→ Your goal
Render every line of the data below as a Markdown table with two columns, Row and Line. Put each line's number under Row and the line itself under Line, and skip any blank lines.

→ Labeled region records
·····

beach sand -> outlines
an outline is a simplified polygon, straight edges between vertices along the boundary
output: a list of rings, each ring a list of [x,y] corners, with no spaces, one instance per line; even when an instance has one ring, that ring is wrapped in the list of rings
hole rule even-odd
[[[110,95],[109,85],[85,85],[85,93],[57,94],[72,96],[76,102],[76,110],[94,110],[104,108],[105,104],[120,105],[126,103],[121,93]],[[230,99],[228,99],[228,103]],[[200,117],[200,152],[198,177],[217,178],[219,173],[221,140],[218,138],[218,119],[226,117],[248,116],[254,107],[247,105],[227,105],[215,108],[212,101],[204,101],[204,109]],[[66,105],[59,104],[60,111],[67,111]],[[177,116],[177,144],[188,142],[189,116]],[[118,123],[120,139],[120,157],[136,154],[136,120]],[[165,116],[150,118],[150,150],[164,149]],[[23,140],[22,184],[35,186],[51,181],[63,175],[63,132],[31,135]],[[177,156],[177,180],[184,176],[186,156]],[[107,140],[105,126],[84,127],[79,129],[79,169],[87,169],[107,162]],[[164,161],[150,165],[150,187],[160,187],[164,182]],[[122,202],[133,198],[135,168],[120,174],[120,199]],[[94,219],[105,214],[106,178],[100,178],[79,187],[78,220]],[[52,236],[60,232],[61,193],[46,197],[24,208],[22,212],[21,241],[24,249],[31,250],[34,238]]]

·····

→ Written reply
| Row | Line |
|---|---|
| 1 | beach sand -> outlines |
| 2 | an outline is a simplified polygon, straight edges between vertices along the boundary |
| 3 | output: a list of rings, each ring a list of [x,y] corners, with no spaces, one instance per line; even when an instance has one ring, that ring is wrapped in the list of rings |
| 4 | hole rule even-odd |
| 5 | [[[110,95],[109,85],[85,85],[85,93],[57,94],[72,96],[76,102],[76,110],[94,110],[104,108],[105,104],[120,105],[126,103],[121,93]],[[230,99],[228,99],[228,103]],[[200,117],[200,152],[198,177],[217,178],[219,173],[221,140],[218,138],[218,119],[226,117],[248,116],[254,107],[247,105],[227,105],[215,108],[212,101],[204,101],[204,109]],[[66,105],[59,104],[60,111],[67,111]],[[177,116],[177,144],[188,142],[189,116]],[[118,123],[120,139],[120,157],[136,154],[136,120]],[[165,116],[150,118],[150,150],[164,149]],[[23,140],[22,184],[35,186],[51,181],[63,175],[63,132],[31,135]],[[177,156],[177,180],[184,176],[186,156]],[[107,140],[105,126],[84,127],[79,129],[79,169],[87,169],[107,162]],[[164,161],[150,165],[150,187],[160,187],[164,182]],[[122,202],[133,198],[135,168],[120,174],[120,199]],[[94,219],[105,214],[106,178],[100,178],[79,187],[78,220]],[[52,236],[60,232],[61,193],[46,197],[24,208],[22,212],[21,241],[24,249],[31,250],[34,238]]] |